START DATA PROVIDED
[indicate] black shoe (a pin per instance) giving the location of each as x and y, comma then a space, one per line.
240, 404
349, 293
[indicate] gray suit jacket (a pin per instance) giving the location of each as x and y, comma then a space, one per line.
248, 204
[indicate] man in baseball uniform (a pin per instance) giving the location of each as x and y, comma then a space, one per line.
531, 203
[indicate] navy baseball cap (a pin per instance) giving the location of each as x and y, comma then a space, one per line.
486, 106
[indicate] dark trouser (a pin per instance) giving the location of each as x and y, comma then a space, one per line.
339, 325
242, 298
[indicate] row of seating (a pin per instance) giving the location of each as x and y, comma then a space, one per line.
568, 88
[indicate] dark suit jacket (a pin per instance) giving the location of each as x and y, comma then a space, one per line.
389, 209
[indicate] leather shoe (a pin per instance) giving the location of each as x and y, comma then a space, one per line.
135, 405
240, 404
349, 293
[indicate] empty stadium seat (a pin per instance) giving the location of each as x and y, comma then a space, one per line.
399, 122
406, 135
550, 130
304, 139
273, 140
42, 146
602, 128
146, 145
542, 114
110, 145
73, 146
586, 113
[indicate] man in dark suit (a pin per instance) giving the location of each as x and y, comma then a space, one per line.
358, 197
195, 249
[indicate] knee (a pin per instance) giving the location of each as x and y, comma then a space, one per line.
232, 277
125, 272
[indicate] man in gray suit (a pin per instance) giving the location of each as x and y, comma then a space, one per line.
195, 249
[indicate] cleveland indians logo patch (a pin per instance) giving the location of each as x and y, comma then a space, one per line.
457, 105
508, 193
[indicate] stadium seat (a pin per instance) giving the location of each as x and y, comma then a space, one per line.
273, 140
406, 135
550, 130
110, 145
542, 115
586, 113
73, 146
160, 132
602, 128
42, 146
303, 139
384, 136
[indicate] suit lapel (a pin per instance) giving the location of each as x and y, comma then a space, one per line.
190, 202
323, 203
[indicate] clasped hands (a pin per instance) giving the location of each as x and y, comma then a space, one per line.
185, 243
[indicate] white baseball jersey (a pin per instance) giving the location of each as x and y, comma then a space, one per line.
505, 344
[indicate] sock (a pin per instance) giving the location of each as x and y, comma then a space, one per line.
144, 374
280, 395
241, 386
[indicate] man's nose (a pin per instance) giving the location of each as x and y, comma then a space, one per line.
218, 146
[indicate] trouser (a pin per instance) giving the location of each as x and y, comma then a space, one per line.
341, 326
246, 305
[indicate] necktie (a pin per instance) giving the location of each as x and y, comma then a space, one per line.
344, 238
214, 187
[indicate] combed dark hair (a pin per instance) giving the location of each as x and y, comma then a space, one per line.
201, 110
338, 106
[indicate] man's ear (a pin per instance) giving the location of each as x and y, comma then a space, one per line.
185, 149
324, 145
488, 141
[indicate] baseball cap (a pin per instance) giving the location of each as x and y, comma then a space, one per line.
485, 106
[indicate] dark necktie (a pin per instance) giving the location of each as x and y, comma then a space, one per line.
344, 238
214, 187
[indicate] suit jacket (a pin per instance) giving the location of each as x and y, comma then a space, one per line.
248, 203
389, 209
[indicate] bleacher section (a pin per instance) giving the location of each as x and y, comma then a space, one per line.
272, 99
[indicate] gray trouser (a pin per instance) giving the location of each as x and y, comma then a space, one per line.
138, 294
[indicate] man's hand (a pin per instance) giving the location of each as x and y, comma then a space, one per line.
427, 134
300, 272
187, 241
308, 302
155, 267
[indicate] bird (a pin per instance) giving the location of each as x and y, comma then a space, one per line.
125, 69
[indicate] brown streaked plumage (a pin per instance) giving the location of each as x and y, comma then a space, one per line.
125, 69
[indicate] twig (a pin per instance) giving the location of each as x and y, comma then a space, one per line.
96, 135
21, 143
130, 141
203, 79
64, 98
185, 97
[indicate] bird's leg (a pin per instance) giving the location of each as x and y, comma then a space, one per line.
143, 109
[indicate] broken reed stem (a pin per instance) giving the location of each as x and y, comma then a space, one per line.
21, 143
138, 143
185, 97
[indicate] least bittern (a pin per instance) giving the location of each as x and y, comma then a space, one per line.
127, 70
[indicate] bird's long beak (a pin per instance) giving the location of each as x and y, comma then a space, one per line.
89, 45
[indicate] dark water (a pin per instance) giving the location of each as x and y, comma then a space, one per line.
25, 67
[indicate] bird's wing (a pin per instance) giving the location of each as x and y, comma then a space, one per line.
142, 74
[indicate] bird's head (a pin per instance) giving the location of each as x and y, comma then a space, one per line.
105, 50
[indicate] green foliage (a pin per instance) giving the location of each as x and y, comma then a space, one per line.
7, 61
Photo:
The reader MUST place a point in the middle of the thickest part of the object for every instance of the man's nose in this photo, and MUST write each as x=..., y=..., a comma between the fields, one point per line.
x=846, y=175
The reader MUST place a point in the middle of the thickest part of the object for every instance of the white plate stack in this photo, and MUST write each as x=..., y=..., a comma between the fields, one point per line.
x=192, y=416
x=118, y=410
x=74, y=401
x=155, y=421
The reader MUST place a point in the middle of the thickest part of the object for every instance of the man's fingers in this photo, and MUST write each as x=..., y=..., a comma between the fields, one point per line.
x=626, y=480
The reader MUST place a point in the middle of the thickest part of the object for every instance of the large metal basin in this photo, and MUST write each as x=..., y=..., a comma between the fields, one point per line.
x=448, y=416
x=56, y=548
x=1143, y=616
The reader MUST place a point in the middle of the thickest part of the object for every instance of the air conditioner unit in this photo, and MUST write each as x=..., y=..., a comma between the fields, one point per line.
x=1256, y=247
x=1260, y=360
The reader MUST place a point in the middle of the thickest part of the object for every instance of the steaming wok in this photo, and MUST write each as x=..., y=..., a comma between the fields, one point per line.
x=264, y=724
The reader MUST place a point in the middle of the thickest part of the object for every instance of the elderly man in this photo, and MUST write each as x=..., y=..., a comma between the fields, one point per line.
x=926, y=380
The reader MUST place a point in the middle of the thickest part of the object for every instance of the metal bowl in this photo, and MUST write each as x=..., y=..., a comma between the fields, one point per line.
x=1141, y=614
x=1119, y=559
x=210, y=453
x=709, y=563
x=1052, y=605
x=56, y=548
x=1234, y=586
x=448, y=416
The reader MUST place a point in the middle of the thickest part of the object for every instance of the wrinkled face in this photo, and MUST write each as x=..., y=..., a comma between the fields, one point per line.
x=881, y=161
END DATA PROVIDED
TASK:
The full set of entries should appear again, unchanged, line by line.

TASK RESULT:
[indicate] black shoe (a pin per instance) giving the location of each as x and y, comma then a space, one per line.
240, 404
349, 293
[indicate] gray suit jacket (a pin per instance) giving the location of each as x and y, comma then a space, one per line.
248, 204
[indicate] man in baseball uniform (a pin per instance) giving the location of each as x and y, comma then a space, one per line.
531, 203
[indicate] navy baseball cap (a pin per instance) giving the location of each as x and y, comma then a space, one per line.
486, 106
[indicate] dark trouser (a pin per instance) giving the location of each as x and y, comma then a space, one per line.
339, 325
242, 298
[indicate] row of seating (a pin per instance) giving the location of each as x and y, comma then a space, one per line.
568, 88
[indicate] dark suit jacket (a pin per instance) giving the location of each as x and y, comma then a space, one per line.
389, 209
[indicate] leather shoe (a pin per instance) giving the location of each as x and y, comma then a space, one per line.
135, 405
240, 404
349, 293
[indicate] empty stadium seat (a pin per instance) giving the location of each as x and y, comma then a space, one per line.
399, 122
406, 135
550, 130
304, 139
273, 140
42, 146
602, 128
146, 145
542, 114
110, 145
73, 146
586, 113
[indicate] man in dark suit (a pin per instance) giving the location of each as x and y, comma then a space, one per line.
358, 197
195, 249
[indicate] knee (a pin per instance) giving the location of each as x and y, comma then a space, one per line.
232, 277
125, 272
[indicate] man in gray suit (a pin per instance) giving the location of each as x and y, comma then a space, one per line.
195, 249
[indicate] cleveland indians logo patch (a pin per instance) giving the location of each as x and y, comma then a space, one per line.
457, 105
508, 193
[indicate] stadium seat (a pin per instance) giving the location of each as x and y, comma then a space, one per line.
273, 140
406, 135
550, 130
110, 145
542, 115
586, 113
73, 146
160, 132
602, 128
42, 146
303, 139
384, 136
[indicate] suit lapel (a pin per instance) giving the location of each as x and y, comma then a space, one per line.
190, 202
323, 203
[indicate] clasped hands (a pin per instance) giving the location of each as x and y, comma then a space, one per line.
185, 243
[indicate] white baseball jersey (a pin per instance) giving the location of each as x and y, comma then a space, one per line.
505, 344
[indicate] sock (a pin per instance) giving the location of each as x and y, comma then a space, one per line.
144, 374
280, 395
241, 386
[indicate] man's nose (a pin per instance) giving the location of each as x and y, comma then a space, one per line.
218, 146
[indicate] trouser (a pin per instance) giving the location of each as x and y, comma then a space, one per line.
341, 326
246, 305
[indicate] necktie (a pin per instance) giving the location of each as x and y, comma then a space, one per line.
344, 238
214, 187
[indicate] combed dark hair (a pin per instance) giving the location of each as x and y, comma then a space, one per line.
201, 110
338, 106
[indicate] man's ear (a pin per instance) giving the location of each as x and y, comma then a space, one per line.
185, 149
324, 145
488, 141
[indicate] baseball cap (a pin per instance) giving the location of each as x and y, comma then a space, one per line.
485, 106
[indicate] dark necktie (a pin per instance) giving the location of each as x and y, comma then a space, one per line.
344, 238
214, 187
[indicate] suit jacket (a pin per instance) giving the location of each as x and y, comma then a space, one per line.
248, 203
389, 209
[indicate] bleacher section (a pin per instance) giving the location of each as x and y, comma then a space, one per line.
272, 99
[indicate] gray trouser (a pin per instance) giving the location of each as x and y, comma then a space, one per line.
138, 294
[indicate] man's hand (a pin per instance) giving the location of each as x and y, comma then a space, one per line.
427, 134
300, 272
187, 241
308, 302
155, 267
[indicate] bird (a pin per instance) giving the location of each as x and y, comma then a space, one per line.
125, 69
[indicate] brown streaked plumage (a pin per instance) giving the location of each as x and y, comma then a space, one per line.
125, 69
[indicate] twig (a pin per instance) giving the location of each as x and y, comma then a space, one per line.
96, 135
21, 143
130, 141
203, 79
64, 98
185, 97
[indicate] bird's leg (a pin per instance) giving the location of each as x and y, comma then a space, one per line.
143, 109
[indicate] broken reed stem (a pin per instance) giving the location of each as x and y, comma then a space, one per line.
21, 143
138, 143
185, 97
[indicate] least bittern (a pin per instance) giving the location of each as x and y, comma then a space, one per line.
127, 70
[indicate] bird's long beak (a pin per instance) giving the location of each as x and y, comma then a space, one per line.
89, 45
[indicate] dark water (a pin per instance) giving the location of each as x and y, comma then a space, one per line.
25, 67
[indicate] bird's wing (a pin per instance) giving the location of each as x and y, comma then a space, one per line.
142, 74
[indicate] bird's head (a pin per instance) giving the location of each as x and y, comma then a space, one per line.
105, 50
[indicate] green foliage (a pin per instance) giving the location of each as x and y, comma then a space, one per line.
7, 61
Photo:
The reader MUST place a point in the middle of the thickest part of the object for every instance of the man's nose in this photo, and MUST write each as x=..., y=..., a comma between the fields, one point per line.
x=846, y=175
The reader MUST place a point in the middle of the thickest part of the object for every instance of the white plate stack in this photo, and MUST write each as x=..., y=..., a comma between the fields, one point per line.
x=192, y=416
x=118, y=410
x=74, y=401
x=155, y=421
The reader MUST place a point in the middle of the thickest part of the object for every instance of the man's fingers in this photo, and MUST write each as x=..., y=..., a comma between the fields, one point per line.
x=626, y=480
The reader MUST place a point in the middle of the thickest part of the object for every instance of the large metal basin in this photo, and MUST write each as x=..., y=..., a comma between the fields, one point per line.
x=448, y=416
x=56, y=548
x=1143, y=616
The reader MUST place a point in the middle of the thickest part of the object for every instance of the air conditioner unit in this photo, and MUST write each as x=..., y=..., a comma between the fields, one point per line.
x=1256, y=247
x=1260, y=360
The reader MUST place a point in the middle of the thickest part of the object for every instance of the steaming wok in this photo, and MUST write each as x=..., y=..., a comma between the fields, one point per line.
x=264, y=724
The reader MUST place a point in the middle of the thickest part of the object for every instance of the elderly man in this photo, and MUST write each as x=..., y=..., a comma between the fields, one point per line.
x=926, y=380
The reader MUST place a point in the middle of the thickest part of the object for every instance of the metal bowl in this photo, and MUST write each as x=..., y=..., a comma between the fields, one point per line.
x=1141, y=614
x=1119, y=559
x=210, y=453
x=709, y=563
x=1052, y=605
x=56, y=548
x=1234, y=586
x=448, y=416
The reader MUST place a point in the middle of the thickest part of the object for every instance of the wrinkled face in this photo, and MUST write each as x=..., y=..., a comma between the fields, one point per line.
x=881, y=161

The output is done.